## EXERCISE GOAL
Please write out the complete listing that follows, exactly as it reads.

## EXERCISE INPUT
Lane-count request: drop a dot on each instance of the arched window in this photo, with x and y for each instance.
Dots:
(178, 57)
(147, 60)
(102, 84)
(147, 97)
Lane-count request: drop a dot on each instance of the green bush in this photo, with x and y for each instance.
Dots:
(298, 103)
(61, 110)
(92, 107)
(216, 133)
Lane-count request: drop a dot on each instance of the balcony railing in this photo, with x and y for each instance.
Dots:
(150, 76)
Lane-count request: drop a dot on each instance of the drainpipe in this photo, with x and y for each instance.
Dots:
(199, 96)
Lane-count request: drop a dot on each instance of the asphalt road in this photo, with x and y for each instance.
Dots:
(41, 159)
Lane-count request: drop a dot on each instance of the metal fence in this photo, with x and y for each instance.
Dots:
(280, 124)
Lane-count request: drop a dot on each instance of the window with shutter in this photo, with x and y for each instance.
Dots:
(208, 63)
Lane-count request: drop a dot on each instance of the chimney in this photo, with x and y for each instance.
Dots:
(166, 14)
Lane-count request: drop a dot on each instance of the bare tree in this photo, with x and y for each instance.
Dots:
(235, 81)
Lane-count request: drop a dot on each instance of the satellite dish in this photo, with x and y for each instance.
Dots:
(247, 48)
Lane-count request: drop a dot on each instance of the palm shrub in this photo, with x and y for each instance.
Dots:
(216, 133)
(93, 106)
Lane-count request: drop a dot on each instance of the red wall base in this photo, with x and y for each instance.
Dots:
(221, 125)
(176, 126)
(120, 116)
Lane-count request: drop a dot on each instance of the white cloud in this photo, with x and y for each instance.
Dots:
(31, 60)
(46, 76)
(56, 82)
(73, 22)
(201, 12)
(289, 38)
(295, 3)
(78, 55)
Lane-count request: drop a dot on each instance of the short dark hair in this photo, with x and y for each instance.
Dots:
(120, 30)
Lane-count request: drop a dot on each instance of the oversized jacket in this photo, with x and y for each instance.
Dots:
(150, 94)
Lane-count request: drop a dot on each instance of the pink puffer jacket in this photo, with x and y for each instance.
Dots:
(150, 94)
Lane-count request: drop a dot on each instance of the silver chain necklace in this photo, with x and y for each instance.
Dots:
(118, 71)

## THE ANSWER
Lane-count request: drop a dot on each instance of the arched window in this photo, with x and y for each instance.
Dots:
(178, 57)
(147, 60)
(102, 84)
(147, 97)
Lane-count request: drop a dot on each instance of the green bush in this photo, with x and y for each instance.
Dots:
(298, 103)
(61, 110)
(92, 107)
(216, 133)
Lane-count request: drop a dot on each instance of the balcony railing in this photo, with x and y for each instance.
Dots:
(150, 76)
Lane-count request: drop a dot on each instance of the drainpipe in this photo, with x and y for each instance.
Dots:
(199, 96)
Lane-count request: drop a dot on each instance of the asphalt road in this photo, with x and y for each instance.
Dots:
(41, 159)
Lane-count request: drop a dot on each instance of the metal fence in this photo, with x and y for each instance.
Dots:
(280, 124)
Lane-count request: drop a dot on each instance of the window with shutter in this photo, with x and y for each instance.
Dots:
(208, 63)
Lane-count request: drop a dot on each instance of the chimney in this photo, with x and y for each instance.
Dots:
(166, 14)
Lane-count request: drop a dot on each instance of the bare tree in this photo, with x and y for each instance.
Dots:
(235, 81)
Lane-count request: drop a dot on each instance of the satellite dish in this photo, with x and y for each instance.
Dots:
(247, 48)
Lane-count request: drop a dot on each instance of the palm shrub in this photo, with x and y for each instance.
Dots:
(216, 133)
(93, 106)
Lane-count request: drop a dot on each instance of the red wall base in this photo, with x and y for each instance.
Dots:
(221, 125)
(176, 126)
(120, 116)
Lane-count request: drop a dot on each instance of the white cloud in this photo, with x and y for each instance.
Dots:
(31, 60)
(46, 76)
(56, 82)
(73, 22)
(201, 12)
(289, 38)
(295, 3)
(78, 55)
Lane-count request: drop a dot on each instance of the short dark hair in this photo, with x and y for each instance.
Dots:
(120, 30)
Lane-count request: drop a dot on each instance of the oversized jacket in this photo, with x and y for each instance.
Dots:
(150, 94)
Lane-count request: drop a dot on each instance of the pink puffer jacket in this photo, with x and y for each instance.
Dots:
(150, 94)
Lane-count request: drop a dot on each instance of the silver chain necklace in this photo, with x and y for each instance.
Dots:
(118, 71)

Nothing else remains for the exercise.